[WORK TASK]: Output every record below precisely as it is written.

++++ EXTRACTED MATERIAL

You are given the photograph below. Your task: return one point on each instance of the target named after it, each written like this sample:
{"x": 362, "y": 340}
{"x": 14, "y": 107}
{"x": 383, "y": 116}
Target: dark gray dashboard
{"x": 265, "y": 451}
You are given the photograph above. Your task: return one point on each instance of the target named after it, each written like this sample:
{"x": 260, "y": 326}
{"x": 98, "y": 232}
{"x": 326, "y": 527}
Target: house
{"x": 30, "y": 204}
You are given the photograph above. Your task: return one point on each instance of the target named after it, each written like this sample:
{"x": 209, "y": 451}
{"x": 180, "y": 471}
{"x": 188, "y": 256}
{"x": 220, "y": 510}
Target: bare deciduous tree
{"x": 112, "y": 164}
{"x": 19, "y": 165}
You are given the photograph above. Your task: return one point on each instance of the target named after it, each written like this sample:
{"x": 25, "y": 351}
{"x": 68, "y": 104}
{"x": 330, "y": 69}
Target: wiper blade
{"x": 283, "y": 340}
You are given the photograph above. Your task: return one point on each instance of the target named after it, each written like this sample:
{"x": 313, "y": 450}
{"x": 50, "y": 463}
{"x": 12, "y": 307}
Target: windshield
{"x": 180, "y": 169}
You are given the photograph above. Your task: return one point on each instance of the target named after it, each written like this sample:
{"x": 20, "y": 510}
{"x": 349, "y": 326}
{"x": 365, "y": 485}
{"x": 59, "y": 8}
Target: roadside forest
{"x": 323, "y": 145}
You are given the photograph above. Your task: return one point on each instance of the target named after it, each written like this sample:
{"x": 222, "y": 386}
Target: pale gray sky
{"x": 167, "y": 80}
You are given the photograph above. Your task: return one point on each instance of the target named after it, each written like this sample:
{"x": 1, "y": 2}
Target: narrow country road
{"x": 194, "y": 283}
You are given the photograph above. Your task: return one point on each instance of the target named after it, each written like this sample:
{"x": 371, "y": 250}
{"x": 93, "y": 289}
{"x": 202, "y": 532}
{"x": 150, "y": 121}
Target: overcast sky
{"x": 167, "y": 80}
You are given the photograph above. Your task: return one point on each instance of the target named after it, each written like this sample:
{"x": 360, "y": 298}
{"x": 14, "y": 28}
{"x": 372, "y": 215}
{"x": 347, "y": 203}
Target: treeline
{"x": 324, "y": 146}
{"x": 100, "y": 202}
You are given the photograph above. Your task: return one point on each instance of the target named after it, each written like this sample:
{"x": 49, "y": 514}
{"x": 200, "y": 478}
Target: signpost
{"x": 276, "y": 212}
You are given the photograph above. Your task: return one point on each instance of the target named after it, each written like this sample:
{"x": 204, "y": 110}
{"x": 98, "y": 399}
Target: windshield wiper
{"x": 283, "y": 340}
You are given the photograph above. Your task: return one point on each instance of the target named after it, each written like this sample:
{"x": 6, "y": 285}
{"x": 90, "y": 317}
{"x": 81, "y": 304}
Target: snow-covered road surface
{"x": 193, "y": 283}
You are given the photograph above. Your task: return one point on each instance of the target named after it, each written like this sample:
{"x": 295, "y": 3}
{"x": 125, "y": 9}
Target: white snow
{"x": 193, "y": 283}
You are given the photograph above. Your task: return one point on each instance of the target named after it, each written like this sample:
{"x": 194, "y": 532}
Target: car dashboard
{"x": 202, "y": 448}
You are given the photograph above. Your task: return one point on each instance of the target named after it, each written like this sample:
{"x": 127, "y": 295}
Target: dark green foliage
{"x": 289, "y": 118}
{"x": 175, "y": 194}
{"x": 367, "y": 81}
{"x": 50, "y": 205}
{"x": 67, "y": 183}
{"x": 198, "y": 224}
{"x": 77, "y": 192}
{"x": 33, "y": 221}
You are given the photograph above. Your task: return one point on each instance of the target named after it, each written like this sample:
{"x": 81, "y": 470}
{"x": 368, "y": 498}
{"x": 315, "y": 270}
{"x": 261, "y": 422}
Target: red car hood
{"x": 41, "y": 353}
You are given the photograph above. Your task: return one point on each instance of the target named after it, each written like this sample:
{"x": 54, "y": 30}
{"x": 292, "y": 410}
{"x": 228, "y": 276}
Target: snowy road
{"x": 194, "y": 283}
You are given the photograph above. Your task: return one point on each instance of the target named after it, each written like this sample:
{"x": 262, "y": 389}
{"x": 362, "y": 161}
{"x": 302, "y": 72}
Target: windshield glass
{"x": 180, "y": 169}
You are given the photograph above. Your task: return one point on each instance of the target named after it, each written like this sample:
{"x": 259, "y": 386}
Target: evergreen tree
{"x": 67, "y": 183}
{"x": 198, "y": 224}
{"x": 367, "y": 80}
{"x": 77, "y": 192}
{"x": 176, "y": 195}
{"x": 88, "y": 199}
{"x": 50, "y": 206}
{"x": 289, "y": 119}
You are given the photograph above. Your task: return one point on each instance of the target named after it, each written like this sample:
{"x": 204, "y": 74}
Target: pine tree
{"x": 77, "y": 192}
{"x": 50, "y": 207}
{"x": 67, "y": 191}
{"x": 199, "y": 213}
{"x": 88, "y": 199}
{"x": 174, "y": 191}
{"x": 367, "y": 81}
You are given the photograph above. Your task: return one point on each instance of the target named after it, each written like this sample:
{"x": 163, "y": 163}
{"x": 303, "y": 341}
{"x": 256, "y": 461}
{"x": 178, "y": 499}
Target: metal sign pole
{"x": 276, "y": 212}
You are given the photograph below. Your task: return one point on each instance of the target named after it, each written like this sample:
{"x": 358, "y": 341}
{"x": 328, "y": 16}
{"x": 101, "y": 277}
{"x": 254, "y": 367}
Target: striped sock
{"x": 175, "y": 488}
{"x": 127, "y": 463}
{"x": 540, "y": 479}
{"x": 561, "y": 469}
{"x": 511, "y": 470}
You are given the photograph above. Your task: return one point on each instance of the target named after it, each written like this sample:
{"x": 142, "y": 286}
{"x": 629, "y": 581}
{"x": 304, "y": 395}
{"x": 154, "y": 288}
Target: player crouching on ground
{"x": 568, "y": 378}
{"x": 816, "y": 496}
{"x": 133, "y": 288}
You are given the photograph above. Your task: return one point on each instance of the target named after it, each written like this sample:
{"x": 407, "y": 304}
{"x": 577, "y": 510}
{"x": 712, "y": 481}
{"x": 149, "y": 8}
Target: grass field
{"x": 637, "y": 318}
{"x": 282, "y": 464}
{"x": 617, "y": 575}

++++++++

[TASK RESPONSE]:
You are given the photograph below. Your task: return one point on each instance of the target named after it, each written like this sample:
{"x": 362, "y": 340}
{"x": 14, "y": 107}
{"x": 383, "y": 116}
Target: dark gray dashboard
{"x": 265, "y": 451}
You are given the photograph above. Your task: return one point on each instance of the target named after it, each written like this sample:
{"x": 260, "y": 326}
{"x": 98, "y": 232}
{"x": 326, "y": 527}
Target: house
{"x": 30, "y": 204}
You are given the photograph above. Your task: return one point on each instance of the target named after it, each written like this sample:
{"x": 209, "y": 451}
{"x": 180, "y": 471}
{"x": 188, "y": 256}
{"x": 220, "y": 510}
Target: bare deciduous tree
{"x": 112, "y": 164}
{"x": 19, "y": 165}
You are given the photograph above. Your task: return one point on each instance of the target named after it, each written like this sample:
{"x": 25, "y": 351}
{"x": 68, "y": 104}
{"x": 330, "y": 69}
Target: wiper blade
{"x": 283, "y": 340}
You are given the photograph above. Your task: return one point on each instance of the target named after it, each written like this sample:
{"x": 313, "y": 450}
{"x": 50, "y": 463}
{"x": 12, "y": 307}
Target: windshield
{"x": 180, "y": 169}
You are given the photograph above. Your task: return one point on each instance of the target named after it, each written like this sample:
{"x": 20, "y": 510}
{"x": 349, "y": 326}
{"x": 365, "y": 485}
{"x": 59, "y": 8}
Target: roadside forest
{"x": 323, "y": 145}
You are given the photograph above. Your task: return one point on each instance of the target named after it, each written like this sample:
{"x": 222, "y": 386}
Target: pale gray sky
{"x": 167, "y": 80}
You are given the photograph above. Your task: return one point on each instance of the target named after it, each written like this sample:
{"x": 1, "y": 2}
Target: narrow country road
{"x": 194, "y": 283}
You are given the photograph above. Your task: return one point on each instance of the target named after it, each written like this sample:
{"x": 371, "y": 250}
{"x": 93, "y": 289}
{"x": 202, "y": 532}
{"x": 150, "y": 121}
Target: overcast sky
{"x": 167, "y": 80}
You are given the photograph above. Your task: return one point on each instance of the target named after it, each written like this sample:
{"x": 360, "y": 298}
{"x": 14, "y": 28}
{"x": 372, "y": 215}
{"x": 347, "y": 203}
Target: treeline
{"x": 324, "y": 146}
{"x": 100, "y": 202}
You are given the photograph above. Your task: return one point on each instance of the target named after it, each written like this sample:
{"x": 49, "y": 514}
{"x": 200, "y": 478}
Target: signpost
{"x": 276, "y": 212}
You are given the photograph above. Your task: return one point on each instance of the target named after it, each written like this sample:
{"x": 204, "y": 110}
{"x": 98, "y": 399}
Target: windshield wiper
{"x": 283, "y": 340}
You are given the photograph above. Your task: return one point on each instance of the target named after it, each written like this sample:
{"x": 6, "y": 285}
{"x": 90, "y": 317}
{"x": 81, "y": 304}
Target: snow-covered road surface
{"x": 193, "y": 283}
You are given the photograph above. Your task: return one point on each instance of the target named after it, each written like this sample:
{"x": 295, "y": 3}
{"x": 125, "y": 9}
Target: white snow
{"x": 193, "y": 283}
You are given the photograph above. Your task: return one point on each instance of the target named after it, each written like this sample:
{"x": 194, "y": 532}
Target: car dashboard
{"x": 202, "y": 448}
You are given the photograph above. Your task: return one point on each instance of the target named after it, each written like this sample:
{"x": 127, "y": 295}
Target: dark green foliage
{"x": 289, "y": 118}
{"x": 175, "y": 194}
{"x": 367, "y": 81}
{"x": 50, "y": 205}
{"x": 67, "y": 183}
{"x": 198, "y": 224}
{"x": 77, "y": 192}
{"x": 33, "y": 221}
You are given the photograph above. Your task: return one point on each instance of the target named after it, each written like this sample:
{"x": 81, "y": 470}
{"x": 368, "y": 498}
{"x": 315, "y": 270}
{"x": 261, "y": 422}
Target: red car hood
{"x": 41, "y": 353}
You are given the photograph above. Your task: return one point on each instance of the target named after it, each written like this sample:
{"x": 54, "y": 30}
{"x": 292, "y": 410}
{"x": 228, "y": 276}
Target: snowy road
{"x": 194, "y": 283}
You are given the photograph above. Your task: return one point on each instance of the target named after it, each written like this sample:
{"x": 262, "y": 389}
{"x": 362, "y": 161}
{"x": 302, "y": 72}
Target: windshield glass
{"x": 180, "y": 169}
You are given the photograph above. Your task: return one point on each instance of the target named after it, each written like this sample:
{"x": 259, "y": 386}
Target: evergreen tree
{"x": 67, "y": 183}
{"x": 198, "y": 224}
{"x": 367, "y": 80}
{"x": 77, "y": 192}
{"x": 176, "y": 195}
{"x": 88, "y": 199}
{"x": 50, "y": 206}
{"x": 289, "y": 119}
You are given the photograph above. Your task: return one point on each instance of the target named after it, each written like this sample:
{"x": 204, "y": 74}
Target: pine tree
{"x": 77, "y": 192}
{"x": 50, "y": 207}
{"x": 67, "y": 191}
{"x": 199, "y": 213}
{"x": 88, "y": 199}
{"x": 174, "y": 191}
{"x": 367, "y": 81}
You are given the photograph above. Your task: return one point on each instance of the target named after it, each written like this sample:
{"x": 163, "y": 163}
{"x": 303, "y": 341}
{"x": 256, "y": 461}
{"x": 178, "y": 499}
Target: metal sign pole
{"x": 276, "y": 212}
You are given the photograph below. Your task: return one point on each instance of the target named after it, each written like this sample:
{"x": 358, "y": 341}
{"x": 328, "y": 16}
{"x": 101, "y": 277}
{"x": 254, "y": 367}
Target: striped sock
{"x": 175, "y": 488}
{"x": 127, "y": 463}
{"x": 540, "y": 479}
{"x": 561, "y": 469}
{"x": 511, "y": 470}
You are given the photograph above. Your task: return one point on each instance of the target named after it, each written like this sample:
{"x": 142, "y": 286}
{"x": 629, "y": 581}
{"x": 304, "y": 395}
{"x": 154, "y": 288}
Target: player crouching on ground
{"x": 568, "y": 378}
{"x": 816, "y": 496}
{"x": 133, "y": 288}
You are given the photograph above. Your task: return one point on each instance of the target named after it, each written like this sample:
{"x": 407, "y": 304}
{"x": 577, "y": 510}
{"x": 712, "y": 481}
{"x": 149, "y": 8}
Target: grass field
{"x": 637, "y": 318}
{"x": 282, "y": 464}
{"x": 617, "y": 575}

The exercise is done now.